This news had hardly hit the headlines before a message came from Holt’s present wife in Texas warning the police that Holt had written her that he’d planted time bombs on a number of eastbound liners. Searches were carried out on several ships in vain, but sure enough, a few days later, there was a violent explosion on the Minnehaha of the Atlantic Transport Line bound for England with a cargo of munitions.

Dr. Albert’s Briefcase

While these events were holding the front pages, a tale even more fantastic was being unfolded by Secretary Lansing and his assistants for the private ear of Woodrow Wilson, still happily vacationing at Cornish in a house full of adoring relatives with Mrs. Galt as house guest.

In early July Lansing received a letter from a young lady of his acquaintance who was spending the summer at a fashionable hotel at Kennebunkport, Maine, saying that she had information of vital importance which she didn’t dare put in writing. Lansing sent up his assistant Chandler Anderson who hurried back to Washington with her story.

An aristocratic young German who spoke perfect English and seemed thoroughly at home in the highest circles in England and America had lost his head so completely in his enthusiasm for the young lady’s charms that he had confessed to her that he was the secret German agent who had given the order for the sinking of the Lusitania.

- _SUPPLIED INFORMATION_
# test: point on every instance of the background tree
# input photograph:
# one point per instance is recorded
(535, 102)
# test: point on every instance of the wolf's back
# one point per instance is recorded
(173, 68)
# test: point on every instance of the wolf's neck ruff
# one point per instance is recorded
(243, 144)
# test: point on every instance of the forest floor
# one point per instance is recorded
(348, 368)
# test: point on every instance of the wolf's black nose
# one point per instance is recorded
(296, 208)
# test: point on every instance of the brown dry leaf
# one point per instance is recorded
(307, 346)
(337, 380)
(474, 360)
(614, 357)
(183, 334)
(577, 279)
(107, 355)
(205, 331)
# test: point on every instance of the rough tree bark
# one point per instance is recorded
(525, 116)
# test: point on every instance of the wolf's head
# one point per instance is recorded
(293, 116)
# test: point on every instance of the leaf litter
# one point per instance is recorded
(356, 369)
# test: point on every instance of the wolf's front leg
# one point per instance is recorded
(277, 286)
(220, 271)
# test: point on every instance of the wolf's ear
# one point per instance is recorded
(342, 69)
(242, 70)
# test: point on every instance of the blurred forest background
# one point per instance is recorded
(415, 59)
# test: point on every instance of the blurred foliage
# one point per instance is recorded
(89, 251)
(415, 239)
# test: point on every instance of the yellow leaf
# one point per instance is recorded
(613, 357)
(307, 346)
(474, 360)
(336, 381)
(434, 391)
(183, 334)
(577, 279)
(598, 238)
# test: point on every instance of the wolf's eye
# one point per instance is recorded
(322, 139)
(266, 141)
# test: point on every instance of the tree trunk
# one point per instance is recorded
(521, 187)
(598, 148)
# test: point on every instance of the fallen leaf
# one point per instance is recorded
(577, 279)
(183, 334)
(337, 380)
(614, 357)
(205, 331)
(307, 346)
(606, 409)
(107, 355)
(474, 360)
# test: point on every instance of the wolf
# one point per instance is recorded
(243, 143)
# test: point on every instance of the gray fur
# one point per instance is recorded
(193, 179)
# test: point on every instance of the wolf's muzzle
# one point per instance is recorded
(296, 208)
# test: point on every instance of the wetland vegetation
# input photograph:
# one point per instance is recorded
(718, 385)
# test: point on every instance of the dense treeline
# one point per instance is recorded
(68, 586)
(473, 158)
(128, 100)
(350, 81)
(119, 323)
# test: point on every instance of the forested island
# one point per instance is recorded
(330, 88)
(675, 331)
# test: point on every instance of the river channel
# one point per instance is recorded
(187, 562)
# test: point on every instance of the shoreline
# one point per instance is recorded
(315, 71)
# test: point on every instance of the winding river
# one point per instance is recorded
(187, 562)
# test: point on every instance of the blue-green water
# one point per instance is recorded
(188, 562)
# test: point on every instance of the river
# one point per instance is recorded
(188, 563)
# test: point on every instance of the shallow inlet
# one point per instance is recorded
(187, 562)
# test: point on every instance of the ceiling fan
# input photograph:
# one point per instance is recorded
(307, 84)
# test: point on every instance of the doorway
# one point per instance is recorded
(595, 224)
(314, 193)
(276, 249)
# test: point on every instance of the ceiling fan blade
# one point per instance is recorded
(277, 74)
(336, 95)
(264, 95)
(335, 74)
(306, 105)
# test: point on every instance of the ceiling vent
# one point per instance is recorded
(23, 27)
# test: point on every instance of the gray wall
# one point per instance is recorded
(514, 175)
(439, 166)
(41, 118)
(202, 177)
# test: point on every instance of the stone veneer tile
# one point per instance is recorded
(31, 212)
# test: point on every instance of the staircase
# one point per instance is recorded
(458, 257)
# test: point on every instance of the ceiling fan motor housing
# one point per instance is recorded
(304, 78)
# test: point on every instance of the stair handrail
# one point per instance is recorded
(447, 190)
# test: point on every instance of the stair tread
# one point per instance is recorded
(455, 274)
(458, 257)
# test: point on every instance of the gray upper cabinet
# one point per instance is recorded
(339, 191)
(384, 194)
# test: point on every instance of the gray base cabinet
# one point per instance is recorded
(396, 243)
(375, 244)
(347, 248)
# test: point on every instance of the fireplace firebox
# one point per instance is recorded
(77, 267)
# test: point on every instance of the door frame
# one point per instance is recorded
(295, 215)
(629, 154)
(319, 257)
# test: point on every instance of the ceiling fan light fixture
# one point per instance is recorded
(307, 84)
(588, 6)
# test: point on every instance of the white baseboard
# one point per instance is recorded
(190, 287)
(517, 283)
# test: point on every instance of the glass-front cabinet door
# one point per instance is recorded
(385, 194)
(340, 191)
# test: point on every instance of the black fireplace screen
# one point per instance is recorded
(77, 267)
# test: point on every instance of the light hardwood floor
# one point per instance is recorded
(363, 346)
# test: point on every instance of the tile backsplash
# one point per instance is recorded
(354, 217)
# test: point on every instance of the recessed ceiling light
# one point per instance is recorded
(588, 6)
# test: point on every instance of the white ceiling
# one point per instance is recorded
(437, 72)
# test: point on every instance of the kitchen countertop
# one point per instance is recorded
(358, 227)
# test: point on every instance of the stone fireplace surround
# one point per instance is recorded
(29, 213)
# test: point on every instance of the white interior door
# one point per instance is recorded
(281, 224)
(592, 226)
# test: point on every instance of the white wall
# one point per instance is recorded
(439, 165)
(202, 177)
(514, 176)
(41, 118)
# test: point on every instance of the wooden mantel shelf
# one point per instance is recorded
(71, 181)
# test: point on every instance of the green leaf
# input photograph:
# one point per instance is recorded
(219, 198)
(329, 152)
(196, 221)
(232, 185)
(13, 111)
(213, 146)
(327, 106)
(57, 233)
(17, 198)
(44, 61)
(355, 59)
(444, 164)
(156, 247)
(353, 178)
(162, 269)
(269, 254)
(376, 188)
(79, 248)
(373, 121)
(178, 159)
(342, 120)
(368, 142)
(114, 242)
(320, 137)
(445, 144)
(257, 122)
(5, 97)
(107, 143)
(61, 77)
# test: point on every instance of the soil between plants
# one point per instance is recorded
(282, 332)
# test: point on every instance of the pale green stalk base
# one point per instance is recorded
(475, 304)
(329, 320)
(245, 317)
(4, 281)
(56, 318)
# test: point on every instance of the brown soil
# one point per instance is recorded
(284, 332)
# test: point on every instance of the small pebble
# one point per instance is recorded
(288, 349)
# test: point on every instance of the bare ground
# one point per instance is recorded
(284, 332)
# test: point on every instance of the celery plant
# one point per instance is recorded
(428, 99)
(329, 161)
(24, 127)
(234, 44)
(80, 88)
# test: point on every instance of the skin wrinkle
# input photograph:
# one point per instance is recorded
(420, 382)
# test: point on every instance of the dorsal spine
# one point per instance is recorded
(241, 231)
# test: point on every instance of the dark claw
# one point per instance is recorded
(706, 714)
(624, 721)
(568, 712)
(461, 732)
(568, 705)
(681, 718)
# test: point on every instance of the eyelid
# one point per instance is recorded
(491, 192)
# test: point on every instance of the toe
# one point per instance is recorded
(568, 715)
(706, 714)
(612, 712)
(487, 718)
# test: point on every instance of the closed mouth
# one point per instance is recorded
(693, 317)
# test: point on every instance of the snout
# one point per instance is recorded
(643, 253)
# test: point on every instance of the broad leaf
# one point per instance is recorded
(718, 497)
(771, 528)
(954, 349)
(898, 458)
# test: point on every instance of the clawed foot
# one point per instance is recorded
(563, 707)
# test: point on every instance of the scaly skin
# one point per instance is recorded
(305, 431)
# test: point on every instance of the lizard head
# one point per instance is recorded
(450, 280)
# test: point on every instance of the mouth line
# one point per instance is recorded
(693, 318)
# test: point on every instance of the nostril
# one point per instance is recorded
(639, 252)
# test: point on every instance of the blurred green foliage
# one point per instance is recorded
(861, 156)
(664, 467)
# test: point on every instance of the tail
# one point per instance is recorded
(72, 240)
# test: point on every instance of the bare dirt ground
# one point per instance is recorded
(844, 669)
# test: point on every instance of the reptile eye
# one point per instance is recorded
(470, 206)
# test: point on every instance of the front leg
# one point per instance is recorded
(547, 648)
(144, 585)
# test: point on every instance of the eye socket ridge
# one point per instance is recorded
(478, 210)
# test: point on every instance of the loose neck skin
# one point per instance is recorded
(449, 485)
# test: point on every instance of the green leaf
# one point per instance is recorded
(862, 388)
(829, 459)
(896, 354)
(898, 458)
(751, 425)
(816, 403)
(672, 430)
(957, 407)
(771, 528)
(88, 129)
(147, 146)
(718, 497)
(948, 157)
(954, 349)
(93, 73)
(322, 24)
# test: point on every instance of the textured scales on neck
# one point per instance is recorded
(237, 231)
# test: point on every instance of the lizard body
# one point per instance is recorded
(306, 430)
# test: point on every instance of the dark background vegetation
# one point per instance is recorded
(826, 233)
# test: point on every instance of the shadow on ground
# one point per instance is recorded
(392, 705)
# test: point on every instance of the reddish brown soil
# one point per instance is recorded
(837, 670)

- _EXERCISE OBJECTIVE_
Continue the account of the German agent and the young lady at Kennebunkport, picking up after its last sentence.

- _EXERCISE RESULT_
The Department of Justice checked on the story and discovered that the gentleman was Franz Rintelen von Kliest, an intelligence officer on the staff of the German Admiralty, sent to America on a Swiss passport with many millions of dollars at his disposal to try to get the Welland Canal destroyed; to hire underworld characters to blow up munitions ships and piers; to stir up strikes against the loading of arms for the Allies and to finance a counterrevolution in Mexico by the ousted Huerta, who was lurking on the United States side of the Mexican border, against the Carranza government.

The story was corroborated again when British Intelligence lured Rintelen aboard a Europebound liner by a message in the supersecret German Admiralty code which the British had broken. They arrested him when they searched the ship off Dover.

A couple of weeks before Rintelen stepped into the British trap, Dr. Heinrich Albert, commercial attaché of the German Embassy, a privy counsellor and a gentleman of great prestige in Germany, was indiscreet enough to forget his briefcase on an elevated train in New York.

Secretary McAdoo’s treasury agents had been interested in Dr. Albert for some time. Besides being commercial attaché he had an office on lower Broadway with vast bank accounts, where no visible business was transacted. Dr. Albert’s briefcase came into McAdoo’s hands through a series of happy accidents.

Two secretservice agents were dogging the footsteps of George Sylvester Viereck, editor of The Fatherland who was suspected, it turned out, rightly, of being in the pay of the German Government. Following him one Saturday afternoon from the offices of the Hamburg-Amerika Line to the Rector Street station of the Sixth Avenue El, they noticed that he was being very deferential to a large germaniclooking gentleman carrying a heavily stuffed briefcase who accompanied him.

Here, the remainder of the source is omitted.